Mr SCULLIN (Yarra) .- This is the principal machinery clause of the bill. I suggest that there is such a close relation between clauses 5 and 6 that some reference to clause 6, and the amendments proposed to be made to it, might be permitted in discussing the present clause. I am opposed to this clause, because it provides what I consider to be an unnecessary method of securing money from a State. I do not desire to traverse all the ground that I covered during the debate on the second reading of the bill; but under this clause an extraordinary method of recovering money due by a State is provided. Some honorable members seem to have the idea that the last Government attempted to recover the money with respect to which the New South Wales Government had made default, and it having failed, it was necessary to bring down this extraordinary legislation. That is an entirely erroneous impression.

Mr Maxwell - ls the right honorable gentleman referring to the clause as proposed to be amended?

Mr SCULLIN - The amendments proposed in this clause make practically no difference to my argument, and the amendments proposed in clause 6 make no substantial difference to it; they do not remove my objections to both clauses.

Mr Gregory - How would the right honorable member make a State Government stand up to its obligations?

◇ ◇ ◇

> [PROMPT 1]: In the debate excerpt, which State's government does Mr Scullin say had made default?

◇ ◇ ◇

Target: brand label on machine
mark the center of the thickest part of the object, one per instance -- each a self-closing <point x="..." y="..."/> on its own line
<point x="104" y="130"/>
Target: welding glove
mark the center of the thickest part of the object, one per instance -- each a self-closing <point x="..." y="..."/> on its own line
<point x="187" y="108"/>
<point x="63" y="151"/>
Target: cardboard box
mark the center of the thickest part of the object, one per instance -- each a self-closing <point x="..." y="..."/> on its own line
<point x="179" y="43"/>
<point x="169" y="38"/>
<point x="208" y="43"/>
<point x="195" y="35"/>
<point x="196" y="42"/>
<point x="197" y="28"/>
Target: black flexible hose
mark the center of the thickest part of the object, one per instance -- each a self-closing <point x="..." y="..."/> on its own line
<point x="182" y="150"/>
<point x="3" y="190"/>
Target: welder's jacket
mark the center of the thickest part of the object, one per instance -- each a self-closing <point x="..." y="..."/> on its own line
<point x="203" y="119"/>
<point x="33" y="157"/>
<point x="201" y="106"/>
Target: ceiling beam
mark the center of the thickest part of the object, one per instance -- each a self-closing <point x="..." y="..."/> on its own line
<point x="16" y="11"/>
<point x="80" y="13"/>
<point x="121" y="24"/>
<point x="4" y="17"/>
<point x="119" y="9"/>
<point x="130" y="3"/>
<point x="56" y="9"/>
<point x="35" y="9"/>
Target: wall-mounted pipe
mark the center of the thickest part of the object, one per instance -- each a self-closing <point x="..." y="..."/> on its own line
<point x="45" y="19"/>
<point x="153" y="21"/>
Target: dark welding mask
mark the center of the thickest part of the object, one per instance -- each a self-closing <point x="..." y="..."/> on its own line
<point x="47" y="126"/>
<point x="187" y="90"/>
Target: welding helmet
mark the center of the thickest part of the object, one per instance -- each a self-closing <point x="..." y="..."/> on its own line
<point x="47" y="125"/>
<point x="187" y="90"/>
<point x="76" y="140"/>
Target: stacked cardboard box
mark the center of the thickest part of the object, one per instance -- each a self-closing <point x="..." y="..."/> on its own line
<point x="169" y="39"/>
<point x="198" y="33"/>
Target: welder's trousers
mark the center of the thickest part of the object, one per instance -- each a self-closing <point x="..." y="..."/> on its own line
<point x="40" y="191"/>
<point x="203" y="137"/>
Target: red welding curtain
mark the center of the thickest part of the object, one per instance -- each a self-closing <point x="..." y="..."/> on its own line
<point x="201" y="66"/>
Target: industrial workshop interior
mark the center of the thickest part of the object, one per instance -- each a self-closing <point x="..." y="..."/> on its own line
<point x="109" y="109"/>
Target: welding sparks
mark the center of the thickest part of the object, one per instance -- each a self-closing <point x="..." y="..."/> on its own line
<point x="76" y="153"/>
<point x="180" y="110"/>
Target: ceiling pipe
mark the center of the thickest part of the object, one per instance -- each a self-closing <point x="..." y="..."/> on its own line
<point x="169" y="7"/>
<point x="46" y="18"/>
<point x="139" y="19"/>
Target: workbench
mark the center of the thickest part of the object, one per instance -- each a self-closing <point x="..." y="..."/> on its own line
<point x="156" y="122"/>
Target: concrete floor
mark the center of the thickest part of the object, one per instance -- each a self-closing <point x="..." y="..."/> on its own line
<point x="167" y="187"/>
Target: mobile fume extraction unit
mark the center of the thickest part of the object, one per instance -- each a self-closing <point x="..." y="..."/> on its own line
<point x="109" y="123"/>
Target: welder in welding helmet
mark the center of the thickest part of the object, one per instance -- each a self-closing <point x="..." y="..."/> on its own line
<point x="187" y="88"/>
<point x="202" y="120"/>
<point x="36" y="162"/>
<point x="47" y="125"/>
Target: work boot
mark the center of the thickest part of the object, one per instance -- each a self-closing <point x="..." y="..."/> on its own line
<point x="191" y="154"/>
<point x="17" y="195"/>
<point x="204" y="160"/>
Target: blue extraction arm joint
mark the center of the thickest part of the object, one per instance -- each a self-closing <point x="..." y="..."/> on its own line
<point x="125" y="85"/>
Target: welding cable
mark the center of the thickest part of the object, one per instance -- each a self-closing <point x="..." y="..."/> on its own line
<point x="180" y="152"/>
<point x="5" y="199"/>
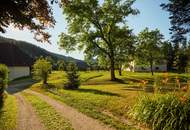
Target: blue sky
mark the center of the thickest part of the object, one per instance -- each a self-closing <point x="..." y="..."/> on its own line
<point x="151" y="16"/>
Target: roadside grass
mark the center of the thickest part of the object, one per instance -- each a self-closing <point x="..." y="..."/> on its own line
<point x="8" y="113"/>
<point x="100" y="98"/>
<point x="51" y="119"/>
<point x="90" y="104"/>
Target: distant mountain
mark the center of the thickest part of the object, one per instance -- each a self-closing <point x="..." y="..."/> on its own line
<point x="35" y="52"/>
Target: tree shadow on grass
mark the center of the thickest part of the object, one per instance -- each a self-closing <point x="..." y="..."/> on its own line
<point x="95" y="91"/>
<point x="96" y="76"/>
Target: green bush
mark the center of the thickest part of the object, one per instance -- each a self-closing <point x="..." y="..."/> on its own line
<point x="41" y="69"/>
<point x="163" y="112"/>
<point x="72" y="76"/>
<point x="3" y="79"/>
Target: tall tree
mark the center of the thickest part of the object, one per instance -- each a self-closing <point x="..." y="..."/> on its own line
<point x="149" y="46"/>
<point x="168" y="54"/>
<point x="41" y="69"/>
<point x="92" y="26"/>
<point x="35" y="15"/>
<point x="179" y="11"/>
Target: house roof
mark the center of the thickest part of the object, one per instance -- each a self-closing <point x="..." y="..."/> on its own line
<point x="11" y="55"/>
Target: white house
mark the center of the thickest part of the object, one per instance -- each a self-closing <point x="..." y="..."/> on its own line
<point x="18" y="62"/>
<point x="139" y="68"/>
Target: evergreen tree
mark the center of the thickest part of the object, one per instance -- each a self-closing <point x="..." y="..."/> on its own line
<point x="72" y="76"/>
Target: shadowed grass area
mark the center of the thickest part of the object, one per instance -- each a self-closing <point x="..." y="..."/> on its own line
<point x="51" y="119"/>
<point x="100" y="98"/>
<point x="8" y="113"/>
<point x="94" y="91"/>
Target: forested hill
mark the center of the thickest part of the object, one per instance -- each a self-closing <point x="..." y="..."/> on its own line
<point x="35" y="52"/>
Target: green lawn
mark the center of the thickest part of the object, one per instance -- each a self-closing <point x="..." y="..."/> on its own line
<point x="101" y="98"/>
<point x="51" y="119"/>
<point x="8" y="113"/>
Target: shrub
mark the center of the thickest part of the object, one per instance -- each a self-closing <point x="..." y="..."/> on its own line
<point x="41" y="69"/>
<point x="163" y="112"/>
<point x="72" y="76"/>
<point x="3" y="79"/>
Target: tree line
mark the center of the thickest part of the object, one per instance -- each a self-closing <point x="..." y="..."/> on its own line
<point x="101" y="30"/>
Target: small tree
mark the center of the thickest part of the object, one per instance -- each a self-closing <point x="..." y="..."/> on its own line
<point x="41" y="69"/>
<point x="149" y="46"/>
<point x="3" y="79"/>
<point x="61" y="65"/>
<point x="72" y="76"/>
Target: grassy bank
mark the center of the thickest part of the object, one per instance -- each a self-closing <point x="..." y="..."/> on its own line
<point x="51" y="119"/>
<point x="8" y="113"/>
<point x="100" y="98"/>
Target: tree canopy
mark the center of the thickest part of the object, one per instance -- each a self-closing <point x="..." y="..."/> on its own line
<point x="149" y="46"/>
<point x="96" y="27"/>
<point x="34" y="15"/>
<point x="179" y="11"/>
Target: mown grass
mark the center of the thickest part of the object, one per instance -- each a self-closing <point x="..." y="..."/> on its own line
<point x="8" y="113"/>
<point x="52" y="120"/>
<point x="100" y="98"/>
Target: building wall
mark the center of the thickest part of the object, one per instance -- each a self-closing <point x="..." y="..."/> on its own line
<point x="18" y="71"/>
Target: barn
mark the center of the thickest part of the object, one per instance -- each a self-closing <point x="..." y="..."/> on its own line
<point x="18" y="62"/>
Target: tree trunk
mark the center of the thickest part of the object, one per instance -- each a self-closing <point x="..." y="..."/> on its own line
<point x="151" y="68"/>
<point x="112" y="67"/>
<point x="120" y="71"/>
<point x="45" y="78"/>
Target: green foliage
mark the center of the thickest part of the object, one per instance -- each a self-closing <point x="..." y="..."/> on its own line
<point x="41" y="69"/>
<point x="3" y="79"/>
<point x="179" y="18"/>
<point x="8" y="113"/>
<point x="98" y="34"/>
<point x="149" y="46"/>
<point x="163" y="112"/>
<point x="33" y="15"/>
<point x="72" y="76"/>
<point x="52" y="119"/>
<point x="61" y="65"/>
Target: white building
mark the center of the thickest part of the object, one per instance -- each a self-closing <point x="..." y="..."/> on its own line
<point x="139" y="68"/>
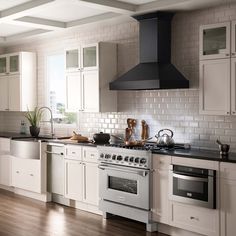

◇ ◇ ◇

> [PROMPT 2]: Give only the number of lines in the records that contain the string "extraction", with case counting.

> [COMPLETE RESPONSE 1]: New South Wales

> [COMPLETE RESPONSE 2]: 2